CODEWITHSUNDEEP
scalaapache-spark
Sourav Chatterjee
Sourav Chatterjee

Reputation: 67

How to process all the files in a directory parallelly without reading into a single dataframe spark?

I have a use case to read and process all the files from a directory and create separate output files after applying some transformation in spark. Here I want to perform parallel processing in spark to apply all the required transformations to the currently present files in the landing directory.

Below is the sample code that I tried but it is not working.

def fileList = .... //to fetch file names from a directory

def businessLogic() //where I am doing all the operations. (read from a file, transformation, etc)

fileList().map(businessLogic) // calling business logic in parallel

Could you please let me know how can I achieve parallel processing?

Note: The number of files can be N, reading all the files into a dataframe is not an option as I have to create output files for each file, triggering multiple spark job is also not an option.

Thanks, Sourav

Upvotes: 0

Views: 1027

Answers (2)

ELinda
ELinda

Reputation: 2821

Here's an example which is basically what Srinivas has suggested in the comments.

The key here is the function input_file_name which provides the original file name.

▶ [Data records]
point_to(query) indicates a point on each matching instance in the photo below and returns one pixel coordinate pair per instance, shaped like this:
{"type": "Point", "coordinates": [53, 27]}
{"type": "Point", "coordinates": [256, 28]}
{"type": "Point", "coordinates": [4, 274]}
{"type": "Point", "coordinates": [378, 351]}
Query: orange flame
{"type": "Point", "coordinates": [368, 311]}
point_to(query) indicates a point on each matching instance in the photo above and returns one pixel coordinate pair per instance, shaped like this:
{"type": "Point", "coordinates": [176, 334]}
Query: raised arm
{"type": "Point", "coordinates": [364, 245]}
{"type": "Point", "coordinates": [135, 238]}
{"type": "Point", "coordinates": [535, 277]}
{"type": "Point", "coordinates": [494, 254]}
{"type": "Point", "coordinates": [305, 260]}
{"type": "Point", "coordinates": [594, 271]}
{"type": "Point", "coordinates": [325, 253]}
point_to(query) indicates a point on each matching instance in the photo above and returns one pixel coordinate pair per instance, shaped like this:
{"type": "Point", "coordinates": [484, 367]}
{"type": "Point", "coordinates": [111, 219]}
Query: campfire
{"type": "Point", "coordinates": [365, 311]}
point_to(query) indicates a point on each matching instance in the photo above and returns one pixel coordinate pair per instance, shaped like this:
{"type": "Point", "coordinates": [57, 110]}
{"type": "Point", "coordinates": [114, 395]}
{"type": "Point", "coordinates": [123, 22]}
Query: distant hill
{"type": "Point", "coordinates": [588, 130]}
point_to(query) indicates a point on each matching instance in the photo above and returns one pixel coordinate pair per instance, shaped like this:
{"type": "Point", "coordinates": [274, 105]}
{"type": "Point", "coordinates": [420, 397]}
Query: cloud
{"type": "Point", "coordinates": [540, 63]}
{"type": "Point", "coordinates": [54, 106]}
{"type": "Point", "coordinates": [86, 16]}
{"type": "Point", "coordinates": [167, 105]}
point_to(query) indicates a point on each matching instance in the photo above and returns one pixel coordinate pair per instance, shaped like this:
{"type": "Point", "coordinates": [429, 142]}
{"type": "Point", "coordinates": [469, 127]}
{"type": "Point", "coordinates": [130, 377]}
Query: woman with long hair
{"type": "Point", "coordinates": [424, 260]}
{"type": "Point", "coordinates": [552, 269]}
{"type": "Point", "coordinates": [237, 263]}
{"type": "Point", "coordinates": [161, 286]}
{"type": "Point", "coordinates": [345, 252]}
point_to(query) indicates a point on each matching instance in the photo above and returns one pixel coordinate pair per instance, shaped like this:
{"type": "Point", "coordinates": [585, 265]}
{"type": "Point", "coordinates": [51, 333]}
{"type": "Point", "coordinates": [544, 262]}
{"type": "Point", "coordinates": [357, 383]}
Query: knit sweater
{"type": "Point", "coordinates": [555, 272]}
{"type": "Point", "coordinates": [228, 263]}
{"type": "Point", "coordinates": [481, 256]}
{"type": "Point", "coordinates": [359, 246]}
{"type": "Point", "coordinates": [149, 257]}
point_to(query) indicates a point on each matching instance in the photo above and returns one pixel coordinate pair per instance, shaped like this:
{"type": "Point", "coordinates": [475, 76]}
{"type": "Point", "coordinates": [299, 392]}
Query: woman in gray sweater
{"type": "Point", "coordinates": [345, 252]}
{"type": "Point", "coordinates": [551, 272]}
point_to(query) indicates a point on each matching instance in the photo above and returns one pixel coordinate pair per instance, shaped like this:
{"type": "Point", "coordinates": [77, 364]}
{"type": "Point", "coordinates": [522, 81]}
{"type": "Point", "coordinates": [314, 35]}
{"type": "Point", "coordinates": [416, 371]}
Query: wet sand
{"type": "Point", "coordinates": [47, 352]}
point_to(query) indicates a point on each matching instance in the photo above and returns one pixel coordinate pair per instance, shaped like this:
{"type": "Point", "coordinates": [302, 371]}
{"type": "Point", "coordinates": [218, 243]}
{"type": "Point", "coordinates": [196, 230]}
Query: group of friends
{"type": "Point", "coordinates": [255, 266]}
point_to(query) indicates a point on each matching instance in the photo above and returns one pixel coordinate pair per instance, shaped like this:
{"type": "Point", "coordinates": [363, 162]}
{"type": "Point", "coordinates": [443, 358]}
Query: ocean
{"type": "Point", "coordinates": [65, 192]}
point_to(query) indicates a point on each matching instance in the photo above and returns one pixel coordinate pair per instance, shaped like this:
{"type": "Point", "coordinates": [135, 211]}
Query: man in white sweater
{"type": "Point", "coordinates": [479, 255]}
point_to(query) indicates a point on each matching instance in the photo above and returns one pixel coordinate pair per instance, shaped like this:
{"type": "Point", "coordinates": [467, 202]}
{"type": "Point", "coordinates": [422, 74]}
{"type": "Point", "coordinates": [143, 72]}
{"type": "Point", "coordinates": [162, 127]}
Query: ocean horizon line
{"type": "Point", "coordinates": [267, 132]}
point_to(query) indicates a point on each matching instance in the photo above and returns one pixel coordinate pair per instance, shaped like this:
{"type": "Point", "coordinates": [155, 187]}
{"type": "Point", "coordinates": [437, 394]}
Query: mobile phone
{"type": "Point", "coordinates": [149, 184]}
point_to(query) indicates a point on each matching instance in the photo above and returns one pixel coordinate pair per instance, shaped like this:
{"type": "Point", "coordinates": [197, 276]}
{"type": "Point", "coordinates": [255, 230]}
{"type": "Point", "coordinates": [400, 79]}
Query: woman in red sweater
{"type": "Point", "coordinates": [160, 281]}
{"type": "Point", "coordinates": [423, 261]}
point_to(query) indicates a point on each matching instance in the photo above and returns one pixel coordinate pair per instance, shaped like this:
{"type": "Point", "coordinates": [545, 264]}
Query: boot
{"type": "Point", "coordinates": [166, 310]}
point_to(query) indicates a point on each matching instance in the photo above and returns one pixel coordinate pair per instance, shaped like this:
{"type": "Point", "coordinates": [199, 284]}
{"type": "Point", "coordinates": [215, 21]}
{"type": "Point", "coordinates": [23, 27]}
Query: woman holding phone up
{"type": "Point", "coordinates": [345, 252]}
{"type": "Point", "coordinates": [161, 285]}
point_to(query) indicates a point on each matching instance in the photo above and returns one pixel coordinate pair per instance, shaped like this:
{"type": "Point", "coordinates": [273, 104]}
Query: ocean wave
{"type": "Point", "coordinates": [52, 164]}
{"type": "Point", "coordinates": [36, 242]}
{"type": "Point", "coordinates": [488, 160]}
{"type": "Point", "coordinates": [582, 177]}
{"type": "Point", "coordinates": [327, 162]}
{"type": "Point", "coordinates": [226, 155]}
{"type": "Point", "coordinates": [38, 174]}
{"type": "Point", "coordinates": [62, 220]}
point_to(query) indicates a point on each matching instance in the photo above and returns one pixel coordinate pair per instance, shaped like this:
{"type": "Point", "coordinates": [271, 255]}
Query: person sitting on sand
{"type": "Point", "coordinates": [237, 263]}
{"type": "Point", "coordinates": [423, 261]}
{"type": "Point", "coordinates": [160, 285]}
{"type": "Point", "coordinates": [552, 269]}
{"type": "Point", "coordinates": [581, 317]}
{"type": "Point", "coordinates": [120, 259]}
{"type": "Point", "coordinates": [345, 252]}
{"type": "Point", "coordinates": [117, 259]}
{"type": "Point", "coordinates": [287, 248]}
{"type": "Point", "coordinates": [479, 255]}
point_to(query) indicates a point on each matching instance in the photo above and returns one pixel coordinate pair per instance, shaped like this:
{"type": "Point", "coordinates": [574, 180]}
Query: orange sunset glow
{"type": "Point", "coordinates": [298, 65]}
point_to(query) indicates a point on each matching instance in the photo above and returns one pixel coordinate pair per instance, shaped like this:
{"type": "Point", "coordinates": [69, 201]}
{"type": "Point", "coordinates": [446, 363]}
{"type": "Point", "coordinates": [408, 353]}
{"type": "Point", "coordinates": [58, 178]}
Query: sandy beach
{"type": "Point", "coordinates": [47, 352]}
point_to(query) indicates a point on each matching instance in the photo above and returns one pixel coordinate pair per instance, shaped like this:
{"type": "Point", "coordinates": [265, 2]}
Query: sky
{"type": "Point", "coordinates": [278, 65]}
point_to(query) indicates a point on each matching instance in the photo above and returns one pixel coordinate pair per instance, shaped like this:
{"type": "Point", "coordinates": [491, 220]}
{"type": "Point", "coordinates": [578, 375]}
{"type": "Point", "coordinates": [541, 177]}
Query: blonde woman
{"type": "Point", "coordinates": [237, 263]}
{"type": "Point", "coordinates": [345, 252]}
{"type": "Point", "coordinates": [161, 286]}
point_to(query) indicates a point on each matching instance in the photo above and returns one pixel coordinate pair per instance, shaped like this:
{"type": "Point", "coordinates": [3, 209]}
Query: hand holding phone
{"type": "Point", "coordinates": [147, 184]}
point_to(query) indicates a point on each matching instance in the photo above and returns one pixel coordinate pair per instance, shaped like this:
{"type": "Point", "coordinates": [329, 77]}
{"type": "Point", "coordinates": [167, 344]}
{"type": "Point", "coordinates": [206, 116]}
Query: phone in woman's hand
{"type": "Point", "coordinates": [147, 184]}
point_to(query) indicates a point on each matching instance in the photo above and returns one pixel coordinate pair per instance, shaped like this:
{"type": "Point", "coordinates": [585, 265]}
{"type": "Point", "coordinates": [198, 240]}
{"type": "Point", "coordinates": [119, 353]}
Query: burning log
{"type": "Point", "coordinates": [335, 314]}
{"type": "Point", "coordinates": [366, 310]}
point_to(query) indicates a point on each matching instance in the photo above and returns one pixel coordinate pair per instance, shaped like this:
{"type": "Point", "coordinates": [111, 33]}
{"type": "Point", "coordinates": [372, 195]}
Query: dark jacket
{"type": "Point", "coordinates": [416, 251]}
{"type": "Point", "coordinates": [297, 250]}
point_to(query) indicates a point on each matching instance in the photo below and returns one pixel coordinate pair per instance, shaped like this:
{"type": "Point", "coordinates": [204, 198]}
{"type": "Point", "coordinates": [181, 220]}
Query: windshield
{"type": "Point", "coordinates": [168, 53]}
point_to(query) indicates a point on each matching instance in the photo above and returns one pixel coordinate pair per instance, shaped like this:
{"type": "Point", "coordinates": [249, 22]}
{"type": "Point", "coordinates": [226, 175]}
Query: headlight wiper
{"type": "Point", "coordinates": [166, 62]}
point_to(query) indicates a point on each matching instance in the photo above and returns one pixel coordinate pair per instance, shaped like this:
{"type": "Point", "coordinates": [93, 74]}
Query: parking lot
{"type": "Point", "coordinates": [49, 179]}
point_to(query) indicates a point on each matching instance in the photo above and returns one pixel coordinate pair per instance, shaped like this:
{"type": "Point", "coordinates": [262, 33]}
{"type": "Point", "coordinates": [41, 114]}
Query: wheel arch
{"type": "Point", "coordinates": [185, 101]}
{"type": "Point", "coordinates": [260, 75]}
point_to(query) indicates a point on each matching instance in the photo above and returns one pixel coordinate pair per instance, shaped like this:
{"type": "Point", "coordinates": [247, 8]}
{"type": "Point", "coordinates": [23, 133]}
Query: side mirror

▶ [SET OF TASKS]
a. Please quote the records from their first line to the line with "Query: orange flame", including both of those lines.
b. Continue the Spark thread from its last sentence.
The Spark thread and the records come from separate sources.

▶ [RESPONSES PER TASK]
a.
point_to(query) indicates a point on each matching instance in the photo below and returns one pixel coordinate pair per instance, shaped like this:
{"type": "Point", "coordinates": [53, 27]}
{"type": "Point", "coordinates": [256, 28]}
{"type": "Point", "coordinates": [4, 274]}
{"type": "Point", "coordinates": [378, 351]}
Query: orange flame

b.
Note that if fileList is a standard (not distributed) data structure (such as a DataFrame/Dataset/RDD), then actions and transformations such as forEach are not done in parallel. If you would like to use native Scala to achieve the parallel execution, you can look into Futures.

// spark is a SparkSession
// input_file_name is spark.sql.functions.input_file_name
val df = spark.read.option("header", "true").option("inferSchema", "true").csv("path/to/data")
val df2 = df.withColumn("input", substring_index(input_file_name(), "/", -1))
df2.write.partitionBy("input").option("header", "true").csv("output")

Upvotes: 1

Dima
Dima

Reputation: 40500

Something like this, maybe?

    val combinedDF = fileList.map { name => 
      spark.read.whatever(name).withColumn("file_name", lit(name)
    }.reduce { _ union _ }

    val result = applyBusinessLogic(combinedDF).partitionBy("file_name").persist
    

    fileList.foreach { name => 
       createOutput(name, result.filter(col('file_name') === name)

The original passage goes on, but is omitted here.